▸ **WHAT THIS TASK INVOLVES**:
Answer these from the passage on Lula and multilateralism:
(a) Whom did Lula dismiss as his immediate reaction?
(b) In which country did COP27 take place?
(c) With whom did Lula speak by phone shortly after his victory?

▸ **PASSAGE SHOWN**:
Can we expect a renaissance of multilateralism?
Lula’s immediate reaction was to dismiss the security chief, Anderson Torres. But the key question is: what are the long-term consequences of the elections and the coup attempt? Bolsonaro has left the country in probably one of the worst political, economic and social situations in its history. Therefore, a great deal of repair work will be needed on Lula’s part. International leaders express their satisfaction with the new president-elect, and paint a new hope for democracy. For many, Lula’s victory signifies the beginning of a new political era in Brazil, guided by social justice, equality and the fight against climate change.
Does the radical change of course in Brazilian politics mean the end of the country’s global isolation? During Bolsonaro’s presidency, no foreign politician visited the country, nor did the former president consider it necessary to do so. Now Lula is seen as the bearer of hope for the revival of multilateralism. Already during his election campaign, Lula announced his determination to restore Brazil’s credibility as a global partner. “Lula is back! Lula’s intention is to revive old multilateral agreements with international partners, not only in the region, but also on a global scale, as he shares a vision with many of them.
One of the most recent examples is Lula’s own participation in COP27 in Egypt, sending the message that the fight against climate change is indeed among his priorities. The Brazilian president’s willingness to collaborate with other heads of state has been seen as a first step in the right direction. There is also new hope for trade agreements between the EU and MERCOSUR. During Bolsonaro’s presidency negotiations were on hold, and Lula’s very ‘zero deforestation’ policy is clearly seen as a game-changer for discussions. At the economic level, the EU would gain from strengthening relations with Brazil and neighbouring countries; especially to reduce dependence on China.
Finally, significant changes are expected in relations with the US. Shortly after his victory, Lula exchanged first impressions with Biden over the phone. Together they want to tackle challenges such as climate and migration issues, food insecurity and the fight for inclusion and the defence of democracy. Obviously, changes will not be visible overnight, and the unrest in Brasilia has not helped either. But the conditions for further negotiations with other international actors are much more favourable than under Bolsonaro. Without throwing caution to the wind, the future looks brighter.

▸ **GIVEN RECORDS**:
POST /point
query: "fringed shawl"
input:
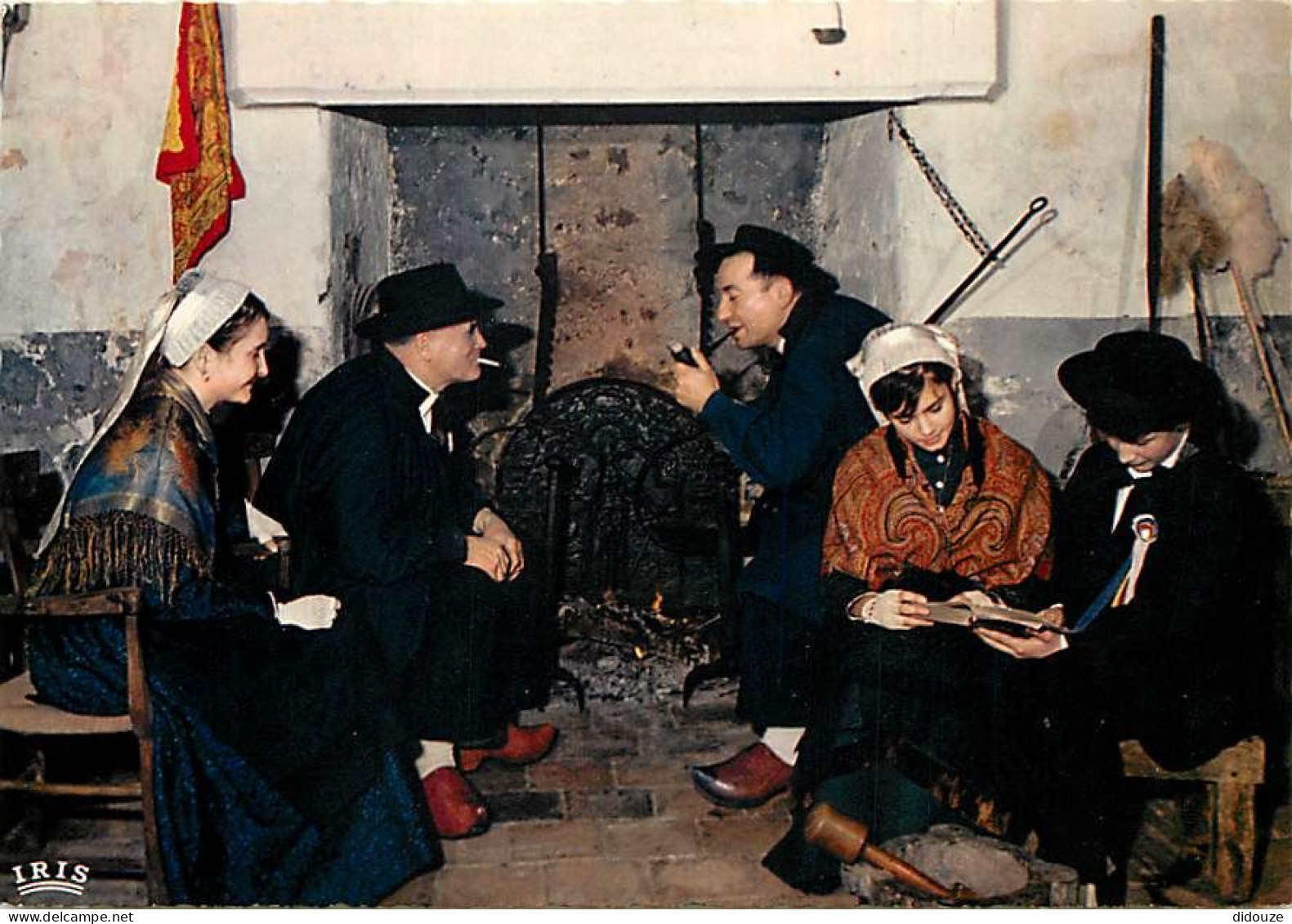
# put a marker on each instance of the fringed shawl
(884, 517)
(142, 507)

▸ **ANSWER FOR THIS EXERCISE**:
(a) The security chief, Anderson Torres
(b) Egypt
(c) Biden